◆ **MATERIAL PROVIDED**:
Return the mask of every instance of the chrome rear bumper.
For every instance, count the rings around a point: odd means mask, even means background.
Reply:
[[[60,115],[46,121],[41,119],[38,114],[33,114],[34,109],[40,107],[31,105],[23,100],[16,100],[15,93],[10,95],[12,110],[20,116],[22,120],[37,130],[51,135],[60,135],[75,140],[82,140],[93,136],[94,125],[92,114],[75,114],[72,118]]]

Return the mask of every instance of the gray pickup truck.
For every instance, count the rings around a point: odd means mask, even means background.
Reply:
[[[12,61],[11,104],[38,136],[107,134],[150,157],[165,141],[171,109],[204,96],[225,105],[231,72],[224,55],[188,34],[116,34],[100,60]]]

◆ **SHORT EXERCISE**: Give again only the lines starting at the one that contains "Return the mask of every instance of the gray" and running to the end of the data.

◆ **THE RESPONSE**:
Return the mask of every instance of the gray pickup truck.
For every instance, count the rings around a point: odd means mask, even means background.
Reply:
[[[12,61],[11,104],[38,136],[107,134],[150,157],[165,141],[171,109],[204,96],[225,105],[231,72],[224,55],[188,34],[116,34],[100,60]]]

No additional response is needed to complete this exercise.